● **Provided passage**:
□ □ □ □
# baby mojo



## fubar (Mar 10, 2008)

Where do you guys put your robo-ducks in your mallard spread, i am looking to run a c or v spread but am not sure where i shuld put baby mojo or my jerk cord. also i am going to throw some teal decoys in with them, do i just mix them in or make a group of teal all by themselvs.


----------



## justund223 (Aug 28, 2006)

wherever you want them to land, in my experiences they finish right to or right behind the mojos


----------



## snow123geese (Feb 3, 2008)

I just put my MOJO about in the middle of the spread


----------



## bluebird (Feb 28, 2008)

We usually put our MOJO right in the landing whole and we usually put most the teal decoys around the landing zone and spread them out, but teal will decoy to anything so I don't know if the placement of teal decoys matters like it does with divers IMO. But we always end up passing on the teal to shoot Mallards. By the way the baby mojo is a piece of junk and they always break down i would stick with the reg mojo or lucky duck.


----------



## MallardMayhem21 (Mar 8, 2006)

We usually put ours right in the kill hole unless alot of geese are in the area. Then we will put them right over our blinds so we can turn them off if geese are in the area. In my opinion the baby mojo is the way to go. The regular size eats alot of battery and during a really windy day the wind will actually stop the wings from spinning!!


----------



## quackstacker (Feb 18, 2008)

MallardMayhem21 said:
 

> We usually put ours right in the kill hole unless alot of geese are in the area. Then we will put them right over our blinds so we can turn them off if geese are in the area. In my opinion the baby mojo is the way to go. The regular size eats alot of battery and during a really windy day the wind will actually stop the wings from spinning!!


Good post


----------



## echoXLT (Aug 27, 2007)

We usually try to put them as far as upwind as possible. Don't try and make the ducks come right over them, most of the time it won't work nowadays. No matter what pattern you are using, I would always try to put them as far upwind as possible.


----------
□ □ □ □
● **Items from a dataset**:
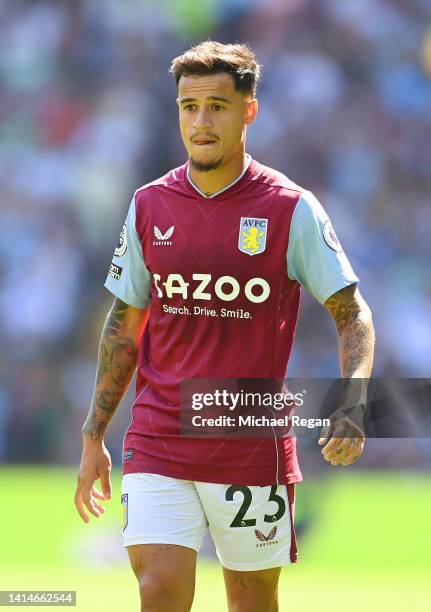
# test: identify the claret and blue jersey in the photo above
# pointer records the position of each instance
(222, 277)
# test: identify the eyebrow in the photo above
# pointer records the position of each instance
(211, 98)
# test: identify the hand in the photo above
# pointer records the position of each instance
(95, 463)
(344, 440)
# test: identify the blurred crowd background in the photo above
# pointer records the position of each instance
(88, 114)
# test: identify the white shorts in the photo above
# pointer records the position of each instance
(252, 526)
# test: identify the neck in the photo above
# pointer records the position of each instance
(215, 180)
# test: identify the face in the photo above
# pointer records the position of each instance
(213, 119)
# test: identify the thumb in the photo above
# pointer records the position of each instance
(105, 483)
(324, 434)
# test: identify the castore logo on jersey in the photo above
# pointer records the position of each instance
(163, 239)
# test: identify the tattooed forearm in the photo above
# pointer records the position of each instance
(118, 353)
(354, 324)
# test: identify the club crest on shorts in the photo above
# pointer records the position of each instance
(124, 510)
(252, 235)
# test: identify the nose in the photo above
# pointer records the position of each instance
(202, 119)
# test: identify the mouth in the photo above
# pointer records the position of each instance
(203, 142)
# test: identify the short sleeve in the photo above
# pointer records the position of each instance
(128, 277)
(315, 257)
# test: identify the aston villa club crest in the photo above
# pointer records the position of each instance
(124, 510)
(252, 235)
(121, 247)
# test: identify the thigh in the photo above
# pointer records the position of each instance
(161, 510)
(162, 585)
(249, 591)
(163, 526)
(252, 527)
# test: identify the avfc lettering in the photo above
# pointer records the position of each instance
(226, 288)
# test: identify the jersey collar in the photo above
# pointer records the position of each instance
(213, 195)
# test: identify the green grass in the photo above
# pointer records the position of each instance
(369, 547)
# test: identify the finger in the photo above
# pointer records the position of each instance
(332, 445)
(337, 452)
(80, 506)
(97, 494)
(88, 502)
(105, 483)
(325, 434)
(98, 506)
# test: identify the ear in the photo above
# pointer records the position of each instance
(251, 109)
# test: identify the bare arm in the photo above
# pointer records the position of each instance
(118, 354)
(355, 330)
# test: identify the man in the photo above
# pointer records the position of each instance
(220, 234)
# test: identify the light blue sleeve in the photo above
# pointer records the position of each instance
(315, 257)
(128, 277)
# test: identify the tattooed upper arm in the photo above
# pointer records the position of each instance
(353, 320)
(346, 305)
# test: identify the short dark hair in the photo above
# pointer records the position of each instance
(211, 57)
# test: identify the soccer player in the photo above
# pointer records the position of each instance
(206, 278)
□ □ □ □
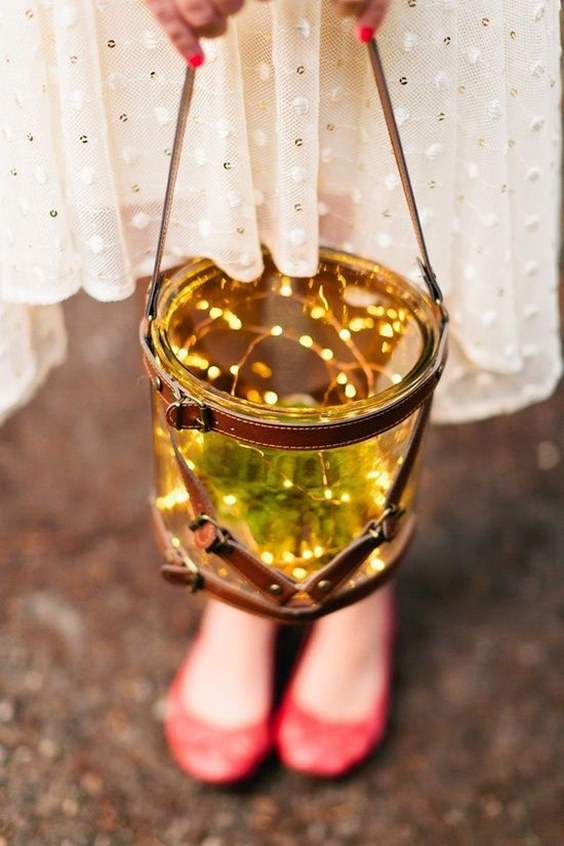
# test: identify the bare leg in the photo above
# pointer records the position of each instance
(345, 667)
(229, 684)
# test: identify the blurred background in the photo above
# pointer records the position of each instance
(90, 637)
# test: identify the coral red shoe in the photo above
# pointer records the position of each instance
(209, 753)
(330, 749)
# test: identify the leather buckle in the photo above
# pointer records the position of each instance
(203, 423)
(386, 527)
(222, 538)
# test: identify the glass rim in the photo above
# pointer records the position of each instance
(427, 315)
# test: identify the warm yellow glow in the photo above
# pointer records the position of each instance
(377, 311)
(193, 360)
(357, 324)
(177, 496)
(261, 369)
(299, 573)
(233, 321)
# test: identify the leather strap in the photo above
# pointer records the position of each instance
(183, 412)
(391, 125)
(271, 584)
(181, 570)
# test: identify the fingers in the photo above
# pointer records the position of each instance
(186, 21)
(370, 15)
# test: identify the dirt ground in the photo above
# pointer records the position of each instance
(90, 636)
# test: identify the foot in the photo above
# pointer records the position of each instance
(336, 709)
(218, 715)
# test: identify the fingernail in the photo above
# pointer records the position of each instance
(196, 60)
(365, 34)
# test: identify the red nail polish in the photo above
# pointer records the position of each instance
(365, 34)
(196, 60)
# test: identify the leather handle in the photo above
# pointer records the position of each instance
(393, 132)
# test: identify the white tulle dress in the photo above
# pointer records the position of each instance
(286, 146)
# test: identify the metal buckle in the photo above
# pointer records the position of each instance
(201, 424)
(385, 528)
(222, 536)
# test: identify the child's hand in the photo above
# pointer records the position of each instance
□ □ □ □
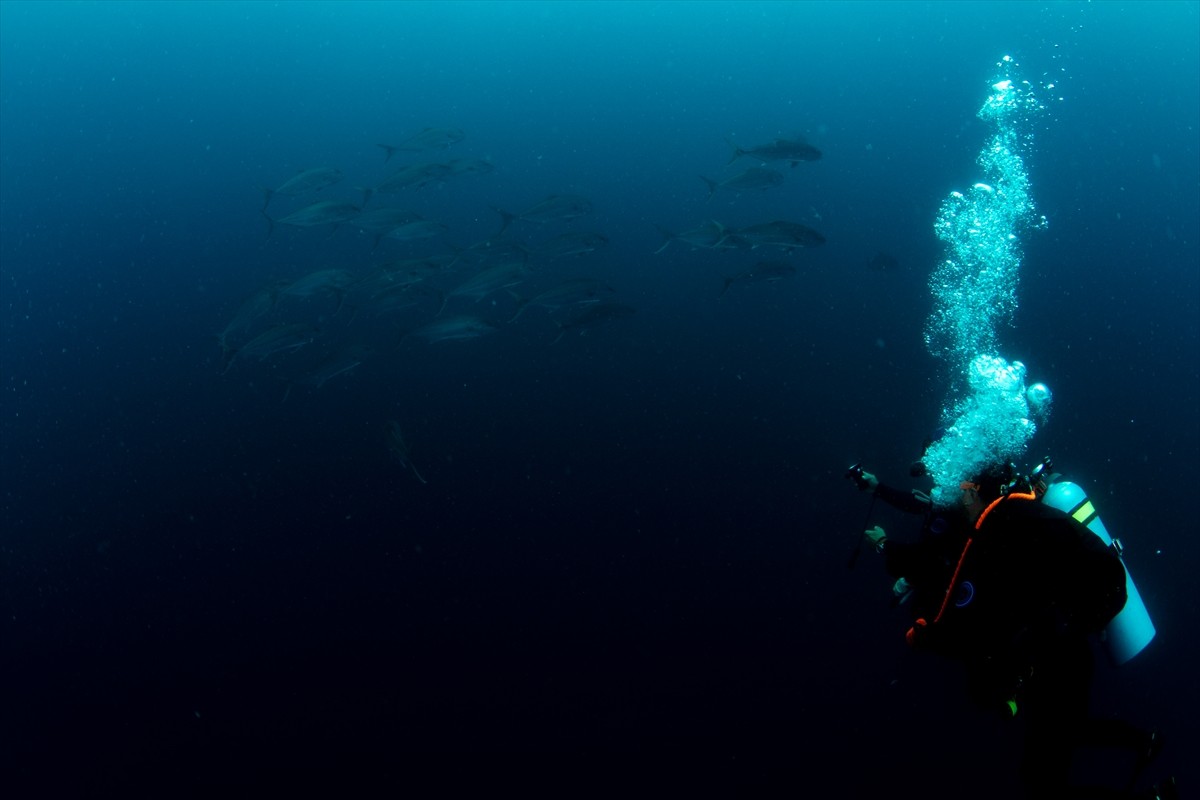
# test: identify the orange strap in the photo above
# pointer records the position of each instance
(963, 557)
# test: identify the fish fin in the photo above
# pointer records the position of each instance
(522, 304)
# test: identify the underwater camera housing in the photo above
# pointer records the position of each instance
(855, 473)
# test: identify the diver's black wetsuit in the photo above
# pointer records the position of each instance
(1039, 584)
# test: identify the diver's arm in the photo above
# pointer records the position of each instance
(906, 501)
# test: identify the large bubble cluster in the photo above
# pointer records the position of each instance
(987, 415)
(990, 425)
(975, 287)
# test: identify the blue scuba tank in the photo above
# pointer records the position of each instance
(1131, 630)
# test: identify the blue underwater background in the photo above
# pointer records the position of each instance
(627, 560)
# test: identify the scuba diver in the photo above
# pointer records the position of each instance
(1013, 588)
□ □ □ □
● **Short exercise**: From the duck decoy thread, extract the text between "Where do you" and "all by themselvs.", inclusive.

● **Correct response**:
Where do you guys put your robo-ducks in your mallard spread, i am looking to run a c or v spread but am not sure where i shuld put baby mojo or my jerk cord. also i am going to throw some teal decoys in with them, do i just mix them in or make a group of teal all by themselvs.